- TASK DETAILS -
Render every line of the listing below as a JSON list of strings, one string per line, omitting blank lines. Leave the pictures out of the answer.

>> START RECORDS FOR THE EXERCISE

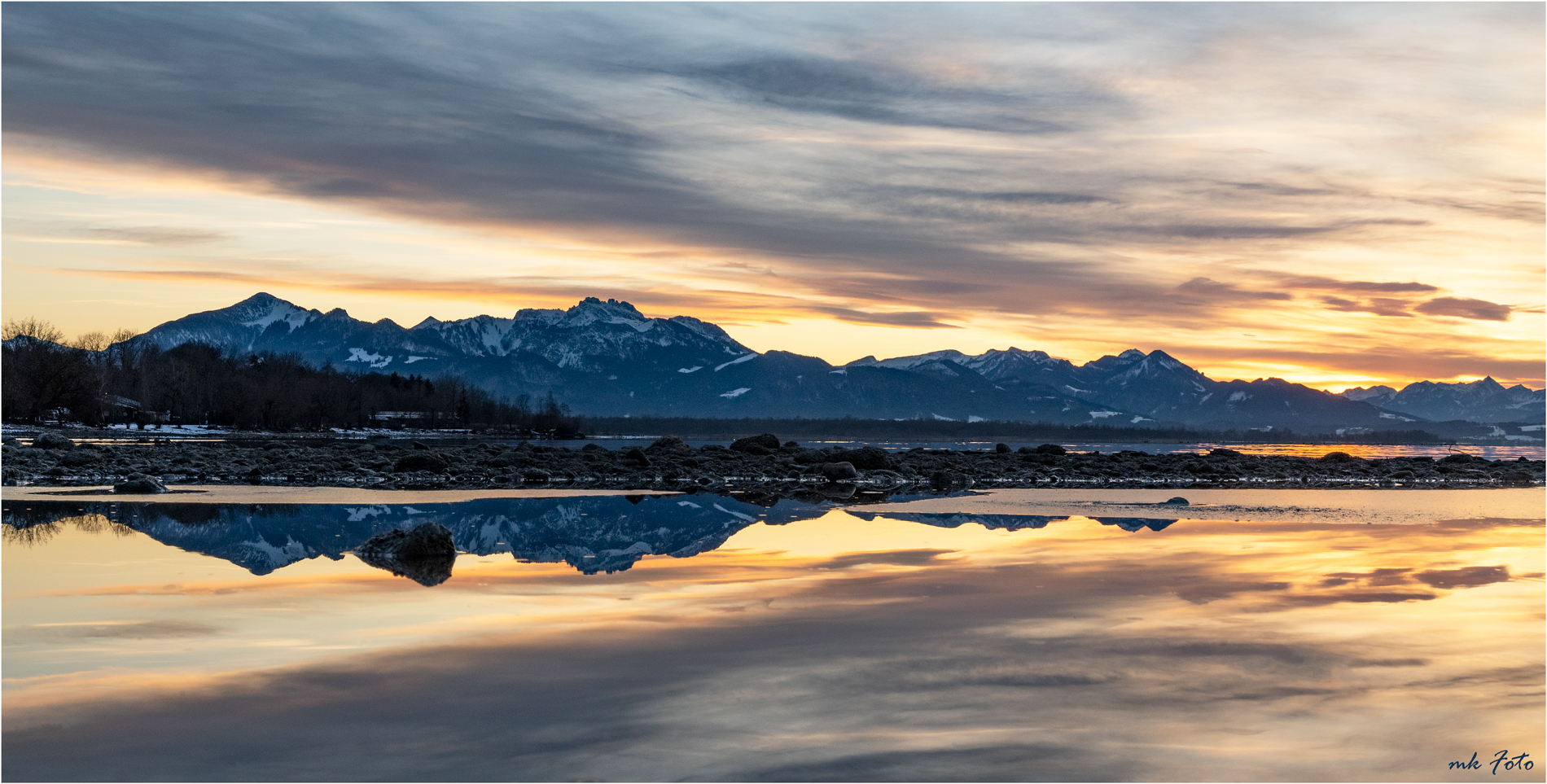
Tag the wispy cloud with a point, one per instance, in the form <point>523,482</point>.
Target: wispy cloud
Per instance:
<point>924,161</point>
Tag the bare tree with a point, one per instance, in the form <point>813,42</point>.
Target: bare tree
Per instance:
<point>94,340</point>
<point>31,326</point>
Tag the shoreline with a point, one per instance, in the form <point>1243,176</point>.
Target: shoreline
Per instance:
<point>754,464</point>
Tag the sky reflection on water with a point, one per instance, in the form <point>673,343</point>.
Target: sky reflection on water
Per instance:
<point>896,642</point>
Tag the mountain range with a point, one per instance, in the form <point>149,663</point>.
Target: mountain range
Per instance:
<point>608,359</point>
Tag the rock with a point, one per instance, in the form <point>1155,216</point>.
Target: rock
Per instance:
<point>766,441</point>
<point>423,554</point>
<point>866,458</point>
<point>837,491</point>
<point>81,457</point>
<point>949,481</point>
<point>139,483</point>
<point>811,457</point>
<point>670,445</point>
<point>53,441</point>
<point>421,461</point>
<point>839,471</point>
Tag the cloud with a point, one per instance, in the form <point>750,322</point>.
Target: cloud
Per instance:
<point>1466,308</point>
<point>1354,287</point>
<point>1376,305</point>
<point>887,94</point>
<point>1213,291</point>
<point>913,319</point>
<point>152,630</point>
<point>1005,151</point>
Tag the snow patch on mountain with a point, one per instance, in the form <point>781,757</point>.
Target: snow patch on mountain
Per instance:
<point>370,357</point>
<point>734,362</point>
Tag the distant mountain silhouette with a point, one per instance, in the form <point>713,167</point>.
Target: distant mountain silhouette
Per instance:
<point>608,359</point>
<point>591,534</point>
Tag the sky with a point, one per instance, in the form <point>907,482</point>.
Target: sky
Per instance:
<point>1335,194</point>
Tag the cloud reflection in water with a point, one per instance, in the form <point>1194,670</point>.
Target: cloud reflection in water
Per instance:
<point>882,650</point>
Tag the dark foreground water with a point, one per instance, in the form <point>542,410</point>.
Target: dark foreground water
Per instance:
<point>1006,636</point>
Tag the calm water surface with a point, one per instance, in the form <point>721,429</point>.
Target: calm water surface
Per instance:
<point>1003,636</point>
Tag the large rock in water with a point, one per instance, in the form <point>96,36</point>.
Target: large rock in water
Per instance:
<point>672,445</point>
<point>53,441</point>
<point>421,461</point>
<point>866,458</point>
<point>423,554</point>
<point>139,483</point>
<point>765,445</point>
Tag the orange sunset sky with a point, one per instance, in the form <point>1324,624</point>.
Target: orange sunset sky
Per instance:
<point>1335,194</point>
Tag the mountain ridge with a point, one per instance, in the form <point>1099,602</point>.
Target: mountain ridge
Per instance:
<point>607,359</point>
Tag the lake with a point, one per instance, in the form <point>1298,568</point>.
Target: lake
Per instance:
<point>598,636</point>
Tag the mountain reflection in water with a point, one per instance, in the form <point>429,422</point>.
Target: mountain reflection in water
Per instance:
<point>599,534</point>
<point>1009,636</point>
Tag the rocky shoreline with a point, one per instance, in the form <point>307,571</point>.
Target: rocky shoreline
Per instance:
<point>751,464</point>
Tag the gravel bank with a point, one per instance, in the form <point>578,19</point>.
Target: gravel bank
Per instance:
<point>760,462</point>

>> END RECORDS FOR THE EXERCISE

- SOLVED PROBLEM -
[
  "Tag the wispy cloud with a point, one per instance, in the form <point>523,482</point>.",
  "Target: wispy cloud",
  "Per instance:",
  "<point>924,161</point>",
  "Tag the bare tree with a point, one per instance, in the form <point>813,42</point>.",
  "Target: bare tree",
  "Per instance:",
  "<point>94,340</point>",
  "<point>31,326</point>",
  "Tag the shoreline with a point, one per instance, in the form <point>1243,176</point>.",
  "Target: shoreline",
  "Per instance:",
  "<point>754,464</point>",
  "Tag the sky reflection on water with a point, one per instance, in the form <point>673,343</point>.",
  "Target: sky reflection on water",
  "Per instance:",
  "<point>896,642</point>",
  "Tag the mountain range with a point, one per instance, in the form <point>149,663</point>.",
  "Target: mountain range",
  "Per instance:",
  "<point>608,359</point>",
  "Tag the rock with a point, one per instance, in the form <point>1155,216</point>.",
  "Target: rock",
  "Per instance:",
  "<point>766,441</point>",
  "<point>423,554</point>",
  "<point>866,458</point>",
  "<point>837,491</point>",
  "<point>81,457</point>",
  "<point>949,481</point>",
  "<point>139,483</point>",
  "<point>811,457</point>",
  "<point>670,445</point>",
  "<point>53,441</point>",
  "<point>421,461</point>",
  "<point>839,471</point>",
  "Tag the cloud with a point, one per instance, in the form <point>750,322</point>.",
  "Target: cloud",
  "Per instance:",
  "<point>1466,308</point>",
  "<point>1354,287</point>",
  "<point>1376,305</point>",
  "<point>887,94</point>",
  "<point>1213,291</point>",
  "<point>913,319</point>",
  "<point>152,630</point>",
  "<point>1005,151</point>",
  "Tag the snow patch on mountain with a point, one per instance, in the form <point>781,757</point>.",
  "Target: snow patch on mountain",
  "Per instance:",
  "<point>370,357</point>",
  "<point>734,362</point>",
  "Tag the distant mountain silhouette with a point, one per instance, in the form <point>713,167</point>.",
  "Target: distant mountain silhouette",
  "Per instance:",
  "<point>608,359</point>",
  "<point>591,534</point>",
  "Tag the sky with a point, one per instance, in the form <point>907,482</point>.",
  "Target: sky",
  "Per instance:",
  "<point>1335,194</point>",
  "Tag the cloud reflection in water with a point, one per instance, in the form <point>1194,670</point>.",
  "Target: cloud reflection in water",
  "Per instance:",
  "<point>882,650</point>",
  "Tag the dark foreground water with a point, one per instance, in the form <point>542,410</point>.",
  "Target: dark foreground water",
  "Per instance:",
  "<point>1006,636</point>",
  "Tag the calm water surface with a point, one per instance, in the form <point>721,429</point>.",
  "Target: calm water surface",
  "Per instance:",
  "<point>1003,636</point>",
  "Tag the large rock in water with a point, one per instance, in the form <point>96,36</point>.",
  "Target: large rock in water",
  "Per instance:",
  "<point>672,445</point>",
  "<point>53,441</point>",
  "<point>421,461</point>",
  "<point>866,458</point>",
  "<point>423,554</point>",
  "<point>139,483</point>",
  "<point>765,445</point>",
  "Tag the orange sunset sky with a point, one per instance, in the form <point>1324,624</point>.",
  "Target: orange sunset sky",
  "Per instance:",
  "<point>1335,194</point>",
  "Tag the mountain ridge with a point, one per instance, in the form <point>1099,602</point>.",
  "Target: mountain ridge",
  "Per instance:",
  "<point>607,359</point>",
  "Tag the lake with a point, one per instance, in the form <point>1298,568</point>.",
  "Target: lake",
  "Per instance:",
  "<point>598,636</point>",
  "Tag the mountain reflection in water with a point, one per instance, in the form <point>429,422</point>.",
  "Target: mountain reflection in water",
  "Per instance:",
  "<point>599,534</point>",
  "<point>1009,636</point>",
  "Tag the rocky shoreline with a point, one per instance, in the form <point>307,571</point>.",
  "Target: rocky shoreline",
  "Per instance:",
  "<point>751,464</point>",
  "Tag the gravel bank with a point, one per instance, in the form <point>578,19</point>.",
  "Target: gravel bank",
  "Per instance:",
  "<point>760,462</point>"
]